_Given task_
Render each line of the rows below as one string in a JSON list, skipping blank lines.

_Data listing_
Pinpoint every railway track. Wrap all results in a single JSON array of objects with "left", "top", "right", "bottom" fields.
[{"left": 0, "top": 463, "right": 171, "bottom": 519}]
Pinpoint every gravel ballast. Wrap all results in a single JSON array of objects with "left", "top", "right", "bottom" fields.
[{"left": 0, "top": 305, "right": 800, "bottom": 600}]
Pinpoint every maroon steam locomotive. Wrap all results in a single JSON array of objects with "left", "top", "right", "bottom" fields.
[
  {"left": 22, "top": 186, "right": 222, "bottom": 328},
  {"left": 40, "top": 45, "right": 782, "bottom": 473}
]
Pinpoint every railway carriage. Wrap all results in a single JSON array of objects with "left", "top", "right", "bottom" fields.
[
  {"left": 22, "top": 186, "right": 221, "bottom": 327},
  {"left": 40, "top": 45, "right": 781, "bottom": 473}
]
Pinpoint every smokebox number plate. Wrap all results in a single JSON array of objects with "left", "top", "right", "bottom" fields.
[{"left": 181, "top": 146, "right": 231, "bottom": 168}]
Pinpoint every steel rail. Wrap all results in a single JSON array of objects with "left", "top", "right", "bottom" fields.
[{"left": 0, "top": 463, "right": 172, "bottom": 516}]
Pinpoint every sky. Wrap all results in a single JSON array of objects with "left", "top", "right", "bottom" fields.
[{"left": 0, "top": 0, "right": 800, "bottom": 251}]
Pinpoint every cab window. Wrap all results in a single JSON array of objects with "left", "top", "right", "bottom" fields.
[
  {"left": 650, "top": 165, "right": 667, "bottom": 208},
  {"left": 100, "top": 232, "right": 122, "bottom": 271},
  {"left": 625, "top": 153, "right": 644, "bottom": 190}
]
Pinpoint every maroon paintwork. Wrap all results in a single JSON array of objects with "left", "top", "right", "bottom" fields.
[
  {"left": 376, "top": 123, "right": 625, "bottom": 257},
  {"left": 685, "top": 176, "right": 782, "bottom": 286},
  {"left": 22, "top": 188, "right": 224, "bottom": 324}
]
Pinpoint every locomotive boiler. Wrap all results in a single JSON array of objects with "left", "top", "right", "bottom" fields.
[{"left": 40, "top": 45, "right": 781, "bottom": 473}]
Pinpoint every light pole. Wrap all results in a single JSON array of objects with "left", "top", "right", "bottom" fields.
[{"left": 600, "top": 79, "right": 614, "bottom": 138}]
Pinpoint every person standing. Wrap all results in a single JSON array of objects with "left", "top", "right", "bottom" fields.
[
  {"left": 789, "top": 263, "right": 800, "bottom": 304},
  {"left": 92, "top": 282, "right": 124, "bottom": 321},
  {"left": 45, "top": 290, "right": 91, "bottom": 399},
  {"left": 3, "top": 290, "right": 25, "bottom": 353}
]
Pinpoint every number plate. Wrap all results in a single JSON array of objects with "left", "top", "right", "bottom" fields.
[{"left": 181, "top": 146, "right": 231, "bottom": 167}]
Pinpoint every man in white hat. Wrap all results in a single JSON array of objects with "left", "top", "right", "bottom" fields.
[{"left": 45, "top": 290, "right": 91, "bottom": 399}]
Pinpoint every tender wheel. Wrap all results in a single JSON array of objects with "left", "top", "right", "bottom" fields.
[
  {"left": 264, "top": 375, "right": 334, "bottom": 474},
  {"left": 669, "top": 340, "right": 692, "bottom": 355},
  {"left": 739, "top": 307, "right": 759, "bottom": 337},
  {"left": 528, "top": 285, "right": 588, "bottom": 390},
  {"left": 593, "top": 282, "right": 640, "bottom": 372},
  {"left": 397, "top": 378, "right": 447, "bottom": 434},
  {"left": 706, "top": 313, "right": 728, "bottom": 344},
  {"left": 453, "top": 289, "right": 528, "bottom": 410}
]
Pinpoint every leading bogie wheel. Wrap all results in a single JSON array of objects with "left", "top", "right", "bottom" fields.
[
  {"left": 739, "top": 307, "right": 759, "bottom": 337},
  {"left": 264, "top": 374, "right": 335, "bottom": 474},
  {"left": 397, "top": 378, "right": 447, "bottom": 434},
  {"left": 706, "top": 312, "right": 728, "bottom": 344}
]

_Result of the task_
[
  "Pinpoint every railway track. Wrap all results in a single JSON array of objects with \"left\", \"top\", \"right\", \"bottom\" fields.",
  "[{\"left\": 0, \"top\": 463, \"right\": 171, \"bottom\": 519}]",
  "Pinpoint every gravel ballast. Wrap all results in a single JSON array of objects with \"left\", \"top\", \"right\", \"bottom\" fields.",
  "[{\"left\": 0, \"top\": 305, \"right\": 800, \"bottom\": 600}]",
  "Pinpoint every maroon steam locomotive. Wrap all results in a single JSON array of objects with \"left\", \"top\", \"right\", \"bottom\" fields.",
  "[",
  "  {\"left\": 22, \"top\": 186, \"right\": 222, \"bottom\": 328},",
  "  {\"left\": 40, \"top\": 45, \"right\": 782, \"bottom\": 473}",
  "]",
  "Pinpoint every railway carriage. Wrap all results in a single JSON array of objects with \"left\", \"top\", \"right\", \"bottom\" fields.",
  "[",
  "  {\"left\": 22, \"top\": 186, \"right\": 221, \"bottom\": 327},",
  "  {\"left\": 40, \"top\": 45, \"right\": 781, \"bottom\": 473}",
  "]",
  "Pinpoint every smokebox number plate. Wrap all results in a single JSON array of objects with \"left\", \"top\", \"right\", \"bottom\" fields.",
  "[{\"left\": 181, \"top\": 146, \"right\": 231, \"bottom\": 168}]",
  "Pinpoint every steel rail. Wrap all results in a single JSON array of objects with \"left\", \"top\", \"right\", \"bottom\" fields.",
  "[{\"left\": 0, \"top\": 463, \"right\": 172, \"bottom\": 516}]",
  "Pinpoint every sky. Wrap all results in a single JSON array of objects with \"left\", \"top\", \"right\", \"bottom\" fields.",
  "[{\"left\": 0, \"top\": 0, \"right\": 800, \"bottom\": 251}]",
  "Pinpoint every cab window. Wrap all results in a single JSON array of objects with \"left\", \"top\", \"right\", \"bottom\" fields.",
  "[",
  "  {\"left\": 650, \"top\": 165, \"right\": 667, \"bottom\": 208},",
  "  {\"left\": 100, \"top\": 232, \"right\": 122, \"bottom\": 271},",
  "  {\"left\": 625, \"top\": 153, \"right\": 644, \"bottom\": 190}",
  "]",
  "Pinpoint every maroon paintwork. Wrap all results in a single JSON array of objects with \"left\", \"top\", \"right\", \"bottom\" fields.",
  "[",
  "  {\"left\": 376, \"top\": 123, \"right\": 625, \"bottom\": 257},",
  "  {\"left\": 685, \"top\": 176, \"right\": 782, \"bottom\": 286},",
  "  {\"left\": 22, \"top\": 188, \"right\": 224, \"bottom\": 324}",
  "]",
  "Pinpoint every locomotive boiler. Wrap all results in a single JSON array of objects with \"left\", \"top\", \"right\", \"bottom\" fields.",
  "[{\"left\": 40, \"top\": 45, \"right\": 781, \"bottom\": 473}]",
  "Pinpoint every light pole. Wrap all results in a single JSON array of objects with \"left\", \"top\", \"right\", \"bottom\" fields.",
  "[{\"left\": 600, \"top\": 79, \"right\": 614, \"bottom\": 138}]",
  "Pinpoint every person standing. Wrap all results in a single JSON array of objects with \"left\", \"top\", \"right\", \"bottom\" fields.",
  "[",
  "  {\"left\": 789, \"top\": 263, \"right\": 800, \"bottom\": 304},",
  "  {\"left\": 92, \"top\": 282, \"right\": 124, \"bottom\": 321},",
  "  {\"left\": 45, \"top\": 290, \"right\": 91, \"bottom\": 399},",
  "  {\"left\": 3, \"top\": 290, \"right\": 25, \"bottom\": 353}",
  "]",
  "Pinpoint every number plate. Wrap all results in a single JSON array of objects with \"left\", \"top\", \"right\", \"bottom\" fields.",
  "[{\"left\": 181, \"top\": 146, \"right\": 231, \"bottom\": 167}]",
  "Pinpoint every man in white hat. Wrap all results in a single JSON array of objects with \"left\", \"top\", \"right\", \"bottom\" fields.",
  "[{\"left\": 45, \"top\": 290, \"right\": 91, \"bottom\": 399}]",
  "Pinpoint every tender wheel. Wrap all results in a single JSON array of objects with \"left\", \"top\", \"right\", \"bottom\" fields.",
  "[",
  "  {\"left\": 264, \"top\": 375, \"right\": 334, \"bottom\": 474},",
  "  {\"left\": 669, \"top\": 340, \"right\": 692, \"bottom\": 355},",
  "  {\"left\": 739, \"top\": 307, \"right\": 759, \"bottom\": 337},",
  "  {\"left\": 528, \"top\": 285, \"right\": 588, \"bottom\": 390},",
  "  {\"left\": 593, \"top\": 282, \"right\": 640, \"bottom\": 372},",
  "  {\"left\": 397, \"top\": 378, \"right\": 447, \"bottom\": 434},",
  "  {\"left\": 706, \"top\": 313, \"right\": 728, \"bottom\": 344},",
  "  {\"left\": 453, \"top\": 289, \"right\": 528, \"bottom\": 410}",
  "]",
  "Pinpoint every leading bogie wheel. Wrap all results in a single JSON array of objects with \"left\", \"top\", \"right\", \"bottom\" fields.",
  "[",
  "  {\"left\": 739, \"top\": 307, \"right\": 759, \"bottom\": 337},",
  "  {\"left\": 264, \"top\": 374, \"right\": 335, \"bottom\": 474},",
  "  {\"left\": 397, \"top\": 378, \"right\": 447, \"bottom\": 434},",
  "  {\"left\": 706, \"top\": 312, \"right\": 728, \"bottom\": 344}",
  "]"
]